Sourires, pouces levés et points d’exclamation

Ugo Rondinone, Four Seasons (détail), Fondation Carmignac, île de Porquerolles

L’Intranet de mon entreprise, comme tous les intranets de toutes les entreprises du monde, je présume, est devenu une fête foraine, un Lunapark de sourires et de points d’exclamation. C’est un défilé permanent de pouces levés, d’éclats de rire, de messages positifs et de portraits de héros humbles, bienveillants et cependant extraordinaires, défilé qui, au rythme quotidiennement imposé, donne seulement envie au salarié moyen d’enfoncer définitivement sa tête dans l’oreiller ou de briser à coups de hache l’écran hélas pas assez noir de son ordinateur.

> **Données disponibles**:
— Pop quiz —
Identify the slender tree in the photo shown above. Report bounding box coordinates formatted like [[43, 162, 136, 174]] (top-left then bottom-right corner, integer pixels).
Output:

> **Consignes**:
• A. Indiquez si chaque affirmation concorde avec l'extrait en répondant oui ou non, puis citez mot pour mot les termes de l'extrait qui tranchent. (i) L'intranet de l'entreprise est devenu une fête foraine. (ii) Les messages positifs n'apparaissent que rarement sur l'intranet. (iii) Ce défilé donne envie de briser à la hache l'écran de l'ordinateur.
• B. Par quels qualificatifs l'extrait décrit-il les héros dont les portraits défilent sur l'intranet ?
• C. Citez, s'il vous plaît, le passage de l'extrait allant de « L’Intranet de mon » jusqu'à « de son ordinateur. ».
Les données n'ont aucun lien avec l'extrait.

> **Réponses attendues**:
• A. (i) Oui : « est devenu une fête foraine ». (ii) Non : « C’est un défilé permanent ». (iii) Oui : « de briser à coups de hache l’écran hélas pas assez noir de son ordinateur ».

• B. Humbles, bienveillants et cependant extraordinaires.

• C.
L’Intranet de mon entreprise, comme tous les intranets de toutes les entreprises du monde, je présume, est devenu une fête foraine, un Lunapark de sourires et de points d’exclamation. C’est un défilé permanent de pouces levés, d’éclats de rire, de messages positifs et de portraits de héros humbles, bienveillants et cependant extraordinaires, défilé qui, au rythme quotidiennement imposé, donne seulement envie au salarié moyen d’enfoncer définitivement sa tête dans l’oreiller ou de briser à coups de hache l’écran hélas pas assez noir de son ordinateur.